===== Исходный список
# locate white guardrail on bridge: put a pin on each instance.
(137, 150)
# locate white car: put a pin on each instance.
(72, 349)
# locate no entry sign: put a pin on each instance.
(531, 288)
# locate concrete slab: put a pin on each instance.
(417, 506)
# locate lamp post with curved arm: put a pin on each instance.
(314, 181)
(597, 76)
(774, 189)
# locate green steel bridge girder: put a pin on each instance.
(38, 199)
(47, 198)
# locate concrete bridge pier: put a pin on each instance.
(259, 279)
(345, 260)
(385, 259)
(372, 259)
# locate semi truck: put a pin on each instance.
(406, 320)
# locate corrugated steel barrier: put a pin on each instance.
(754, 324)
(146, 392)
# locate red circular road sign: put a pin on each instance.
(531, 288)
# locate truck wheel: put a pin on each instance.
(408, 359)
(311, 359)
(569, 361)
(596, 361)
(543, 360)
==========
* **Что сделать**: Масштабируйте координаты точек во всём списке выше: умножьте каждую координату на 2,45 и округлите до целого числа, половины округляйте в большую сторону. Остальные строки списка перепишите без изменений, сохранив их порядок.

* **Полный ответ**:
# locate white guardrail on bridge: put a pin on each instance.
(336, 368)
# locate white car: put a pin on each instance.
(176, 855)
# locate no entry sign: put a pin on each instance.
(1301, 706)
# locate concrete slab: put a pin on each instance.
(1022, 1240)
# locate lamp post with curved arm: put a pin on each instance.
(769, 443)
(1463, 186)
(1896, 463)
# locate green steel bridge girder: put a pin on each instance.
(93, 488)
(115, 485)
# locate concrete bridge pier: put a pin on each instance.
(635, 684)
(845, 637)
(943, 635)
(911, 635)
# locate semi truck: put a pin on each instance.
(995, 784)
# locate corrugated steel barrier: put a pin on each instance.
(1847, 794)
(358, 960)
# locate red circular road sign: put a pin on each instance.
(1301, 706)
# locate truck wheel: put a pin on each instance.
(1000, 880)
(762, 880)
(1394, 884)
(1460, 884)
(1330, 882)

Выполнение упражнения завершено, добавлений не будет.